◆ **What the task requires**:
The number of lines in the records that include "curly" is all you should give.

Dataset entries
=-=-=-=-=

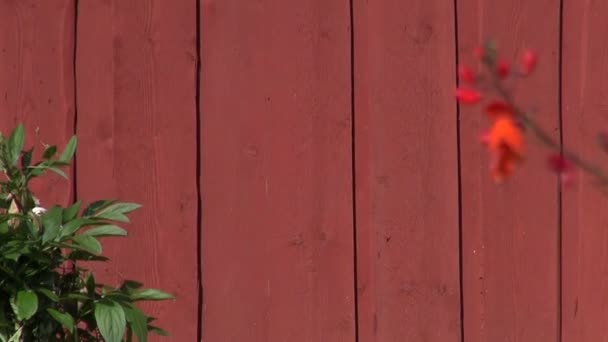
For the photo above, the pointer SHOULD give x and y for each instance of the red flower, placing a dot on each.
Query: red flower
(528, 61)
(602, 138)
(562, 167)
(505, 141)
(466, 74)
(503, 69)
(468, 96)
(479, 53)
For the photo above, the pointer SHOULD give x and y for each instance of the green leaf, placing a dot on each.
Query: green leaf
(49, 152)
(115, 212)
(77, 296)
(96, 206)
(65, 319)
(49, 294)
(130, 285)
(150, 294)
(111, 320)
(85, 256)
(51, 221)
(90, 284)
(138, 322)
(25, 304)
(58, 171)
(15, 143)
(70, 212)
(157, 330)
(26, 158)
(74, 225)
(88, 243)
(70, 148)
(17, 335)
(106, 230)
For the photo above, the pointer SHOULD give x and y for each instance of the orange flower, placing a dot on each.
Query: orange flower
(504, 140)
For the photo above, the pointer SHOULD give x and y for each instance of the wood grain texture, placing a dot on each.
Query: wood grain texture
(136, 86)
(406, 171)
(510, 231)
(37, 80)
(584, 212)
(276, 171)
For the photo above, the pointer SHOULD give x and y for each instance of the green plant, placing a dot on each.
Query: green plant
(45, 295)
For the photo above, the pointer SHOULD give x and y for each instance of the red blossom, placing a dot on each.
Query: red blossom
(479, 53)
(468, 96)
(466, 74)
(562, 167)
(503, 69)
(602, 138)
(528, 61)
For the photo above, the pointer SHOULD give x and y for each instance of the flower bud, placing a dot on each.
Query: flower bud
(479, 53)
(503, 69)
(528, 61)
(466, 74)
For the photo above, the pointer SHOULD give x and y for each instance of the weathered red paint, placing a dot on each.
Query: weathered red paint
(277, 224)
(36, 80)
(585, 219)
(510, 232)
(137, 122)
(406, 171)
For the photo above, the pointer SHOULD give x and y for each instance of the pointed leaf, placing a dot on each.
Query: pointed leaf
(71, 212)
(65, 319)
(26, 158)
(111, 320)
(25, 304)
(73, 226)
(58, 171)
(49, 294)
(106, 230)
(51, 221)
(138, 322)
(150, 294)
(49, 152)
(88, 243)
(15, 143)
(96, 206)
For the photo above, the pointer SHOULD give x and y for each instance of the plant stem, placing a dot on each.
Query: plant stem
(547, 140)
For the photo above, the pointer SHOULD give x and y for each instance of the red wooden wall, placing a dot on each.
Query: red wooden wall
(305, 171)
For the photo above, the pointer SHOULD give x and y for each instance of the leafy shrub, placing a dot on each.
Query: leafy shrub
(44, 293)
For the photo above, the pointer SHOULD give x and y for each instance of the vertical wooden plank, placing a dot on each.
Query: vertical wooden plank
(585, 238)
(510, 232)
(406, 171)
(37, 79)
(276, 171)
(136, 77)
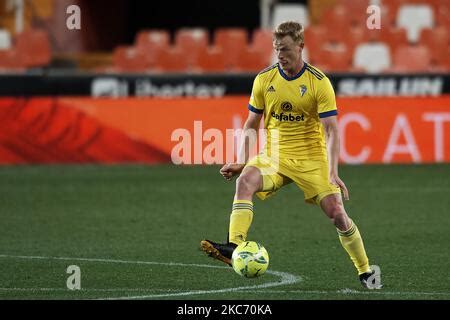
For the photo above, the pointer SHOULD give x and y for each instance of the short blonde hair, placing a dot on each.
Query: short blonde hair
(290, 28)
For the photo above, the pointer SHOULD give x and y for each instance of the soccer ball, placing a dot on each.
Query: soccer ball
(250, 259)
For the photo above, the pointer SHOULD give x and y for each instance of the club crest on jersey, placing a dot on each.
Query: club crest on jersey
(302, 90)
(286, 106)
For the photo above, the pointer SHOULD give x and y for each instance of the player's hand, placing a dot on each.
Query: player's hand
(231, 169)
(334, 179)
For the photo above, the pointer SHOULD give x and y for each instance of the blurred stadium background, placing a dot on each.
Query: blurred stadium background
(87, 122)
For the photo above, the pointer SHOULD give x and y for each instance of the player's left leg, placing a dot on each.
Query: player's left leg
(348, 232)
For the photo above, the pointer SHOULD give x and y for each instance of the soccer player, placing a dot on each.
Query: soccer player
(300, 115)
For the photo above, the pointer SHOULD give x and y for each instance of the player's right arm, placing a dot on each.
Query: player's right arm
(249, 135)
(249, 132)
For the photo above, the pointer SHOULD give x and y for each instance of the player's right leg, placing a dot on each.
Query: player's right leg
(249, 182)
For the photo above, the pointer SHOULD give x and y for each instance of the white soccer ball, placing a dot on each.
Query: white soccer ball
(250, 259)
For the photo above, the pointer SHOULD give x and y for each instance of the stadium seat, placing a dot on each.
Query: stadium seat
(5, 39)
(262, 41)
(372, 57)
(33, 47)
(393, 37)
(210, 60)
(438, 41)
(232, 41)
(355, 36)
(443, 16)
(412, 58)
(250, 60)
(131, 59)
(191, 42)
(414, 18)
(337, 60)
(290, 11)
(315, 37)
(152, 42)
(337, 23)
(172, 60)
(358, 10)
(10, 61)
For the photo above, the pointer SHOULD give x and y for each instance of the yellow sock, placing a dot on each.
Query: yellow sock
(240, 221)
(352, 242)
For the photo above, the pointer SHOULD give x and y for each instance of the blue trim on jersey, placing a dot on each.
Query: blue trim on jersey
(328, 114)
(284, 75)
(253, 109)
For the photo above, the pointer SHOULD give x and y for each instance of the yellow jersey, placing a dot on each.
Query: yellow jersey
(293, 106)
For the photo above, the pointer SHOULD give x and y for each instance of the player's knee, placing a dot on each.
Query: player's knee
(247, 184)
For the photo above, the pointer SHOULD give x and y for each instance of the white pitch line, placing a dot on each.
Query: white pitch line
(286, 278)
(351, 291)
(90, 289)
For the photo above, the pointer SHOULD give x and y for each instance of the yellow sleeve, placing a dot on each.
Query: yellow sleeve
(326, 100)
(256, 103)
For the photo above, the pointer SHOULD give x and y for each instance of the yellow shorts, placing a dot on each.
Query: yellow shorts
(311, 176)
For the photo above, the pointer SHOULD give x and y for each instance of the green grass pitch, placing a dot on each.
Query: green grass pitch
(134, 232)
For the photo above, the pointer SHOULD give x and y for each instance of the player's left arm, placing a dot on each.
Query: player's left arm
(330, 125)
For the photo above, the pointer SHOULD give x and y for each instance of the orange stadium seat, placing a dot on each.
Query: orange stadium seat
(443, 16)
(152, 42)
(232, 41)
(211, 60)
(337, 23)
(191, 42)
(172, 60)
(413, 58)
(33, 47)
(356, 11)
(10, 61)
(393, 37)
(334, 59)
(315, 37)
(438, 41)
(131, 59)
(251, 60)
(262, 41)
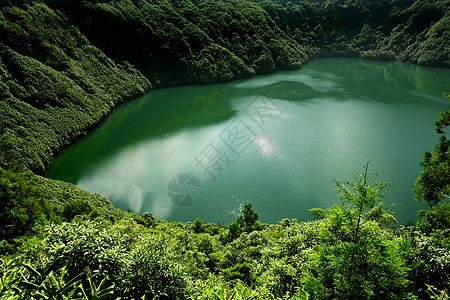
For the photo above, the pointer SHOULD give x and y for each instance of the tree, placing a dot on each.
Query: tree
(433, 183)
(357, 258)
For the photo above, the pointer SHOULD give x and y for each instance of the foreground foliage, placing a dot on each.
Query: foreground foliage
(65, 64)
(349, 254)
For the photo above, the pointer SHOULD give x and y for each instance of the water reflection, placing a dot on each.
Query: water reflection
(322, 122)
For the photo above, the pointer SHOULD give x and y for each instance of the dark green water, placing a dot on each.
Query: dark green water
(275, 140)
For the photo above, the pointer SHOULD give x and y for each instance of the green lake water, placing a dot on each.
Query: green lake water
(276, 140)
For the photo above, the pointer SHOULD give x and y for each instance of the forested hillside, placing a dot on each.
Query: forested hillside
(64, 65)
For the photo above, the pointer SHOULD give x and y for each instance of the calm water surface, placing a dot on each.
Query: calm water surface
(276, 141)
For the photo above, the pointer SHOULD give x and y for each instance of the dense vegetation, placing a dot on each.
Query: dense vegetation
(65, 64)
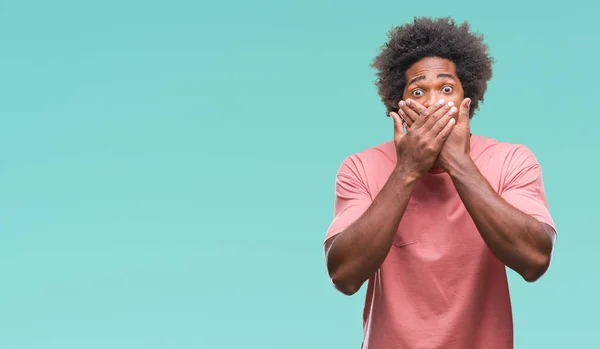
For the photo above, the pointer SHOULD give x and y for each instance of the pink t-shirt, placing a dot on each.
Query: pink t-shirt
(440, 286)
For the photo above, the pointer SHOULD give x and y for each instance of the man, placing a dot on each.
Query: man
(431, 219)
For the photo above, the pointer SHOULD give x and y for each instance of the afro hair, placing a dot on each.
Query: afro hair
(426, 37)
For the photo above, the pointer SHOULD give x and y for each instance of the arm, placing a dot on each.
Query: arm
(356, 253)
(520, 241)
(368, 228)
(516, 224)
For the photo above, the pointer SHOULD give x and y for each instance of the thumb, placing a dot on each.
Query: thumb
(465, 107)
(398, 126)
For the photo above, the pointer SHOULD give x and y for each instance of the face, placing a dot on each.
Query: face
(432, 79)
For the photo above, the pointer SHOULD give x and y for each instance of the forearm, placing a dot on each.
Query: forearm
(518, 240)
(355, 254)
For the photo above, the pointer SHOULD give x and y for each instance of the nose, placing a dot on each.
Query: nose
(431, 99)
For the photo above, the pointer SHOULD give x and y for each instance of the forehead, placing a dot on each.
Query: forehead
(429, 67)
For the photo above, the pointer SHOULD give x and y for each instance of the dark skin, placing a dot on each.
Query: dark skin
(518, 240)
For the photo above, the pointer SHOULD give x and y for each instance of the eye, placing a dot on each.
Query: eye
(418, 92)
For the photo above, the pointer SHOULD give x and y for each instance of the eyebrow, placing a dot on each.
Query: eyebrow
(441, 75)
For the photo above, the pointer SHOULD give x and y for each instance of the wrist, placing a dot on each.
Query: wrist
(463, 166)
(404, 176)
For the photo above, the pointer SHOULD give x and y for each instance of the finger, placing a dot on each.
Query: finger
(441, 123)
(438, 114)
(398, 129)
(424, 116)
(411, 110)
(463, 116)
(445, 132)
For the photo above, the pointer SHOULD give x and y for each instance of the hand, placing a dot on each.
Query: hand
(419, 147)
(457, 147)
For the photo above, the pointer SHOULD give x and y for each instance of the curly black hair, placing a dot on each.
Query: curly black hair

=-=-=-=-=

◆ **Solution for this task**:
2